*** Excerpted passage
Thought Leadership

Re-imagining requirements management for safety-critical projects

Project teams face a host of challenges when developing semiconductors compliant to a safety critical market. Whether that’s ISO 26262 (Automotive), DO-254 (Avionics), IEC 61508 (Industrial), or others, project teams must do more and deliver more to achieve compliance and deliver safe products to market.

In the context of ISO 26262, much of the discussion in recent years has been on challenges addressing run time failures (random failures). But lately, the volume of chatter discussing the challenges of executing a requirements-driven lifecycle to deliver bug and defect free silicon is growing. Frankly, this isn’t surprising when looking at the latest Wilson Research Survey data. The data suggests a convergence of scenarios ultimately driving an exponential growth in design complexity. This includes:

  • 58% of designs are 10M gates or greater
  • 52% of designs contain at least two processing cores
  • 34% of designs contain an AI accelerator
  • 80% of automotive designs contain security features
  • 86% of designs have active power management

All of this supports the larger data point that 76% of ASICs will require two or more respins, a concerning trend given rising fabrication costs. As complexity rises, the probability of first silicon success lessens unless project teams evolve with new methodologies and automation, including how project teams manage requirements.

Challenges in Requirements Management

Requirements driven development is a foundational component of any safety critical lifecycle, including ISO 26262, the state-of-the-art standard guiding safety in the development of automotive electronic devices. At face value, requirements seem like a very straight forward concept.

  1. Project teams write requirements
  2. Requirements are implemented into the product
  3. The product is tested to ensure the requirements have been met

Simple enough, right? Feedback from industry practitioners paint a much different picture. The ground truth is that there are a whole host of challenges that project teams face, and many of those challenges are rooted in inadequate requirements practices.

Fortunately, ISO 26262 has provided some guidance in managing requirements, an example being ISO 26262:2018-8 Clause 6. The guidance covers requirement notation, attributes of a safety requirement, and the management of requirements.

But even with this guidance, project teams still face a host of challenges, including:

  • Enforcing good requirement structures to make certain they are unambiguous, comprehensible, atomic, feasible, and verifiable
  • Configuring workflows that support requirement reviews, approvals, impact analysis, and more
  • Capturing and decomposing requirements both within a project and across the supply chain
  • Tracing requirements to lifecycle artifacts to prove the requirements are realized and verified

Traceability is a core component of a requirements-driven lifecycle and links a requirement to the implementation and verification evidence. Project teams must establish traceability across various threads.

Figure 2. Example of requirements traceability threads

The ISO 26262 standard went so far as to recommend the use of requirements management tools.

In order to support the management of safety requirements, the use of suitable requirements management tools is recommended.

ISO 26262:2018-8 Clause 6.2

To counter challenges project teams face managing requirements, Siemens developed an integrated suite of solutions that advances existing requirements management practices and automates integration with silicon development activities.
******
Instructions to follow: According to the article on requirements management for safety-critical projects, what percentage of ASICs will require two or more respins?
*** Information shown
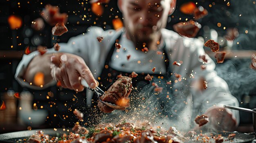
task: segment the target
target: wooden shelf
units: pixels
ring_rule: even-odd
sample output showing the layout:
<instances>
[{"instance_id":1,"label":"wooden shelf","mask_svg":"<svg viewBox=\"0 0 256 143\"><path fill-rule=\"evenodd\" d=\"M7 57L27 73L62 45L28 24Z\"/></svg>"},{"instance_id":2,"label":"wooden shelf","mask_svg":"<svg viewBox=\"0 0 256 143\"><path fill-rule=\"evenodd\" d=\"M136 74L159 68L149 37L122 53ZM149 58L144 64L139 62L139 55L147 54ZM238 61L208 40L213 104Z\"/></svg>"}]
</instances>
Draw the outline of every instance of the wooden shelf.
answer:
<instances>
[{"instance_id":1,"label":"wooden shelf","mask_svg":"<svg viewBox=\"0 0 256 143\"><path fill-rule=\"evenodd\" d=\"M24 51L0 51L0 59L21 59L24 54Z\"/></svg>"}]
</instances>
******
Response to the exercise: 76% of ASICs will require two or more respins.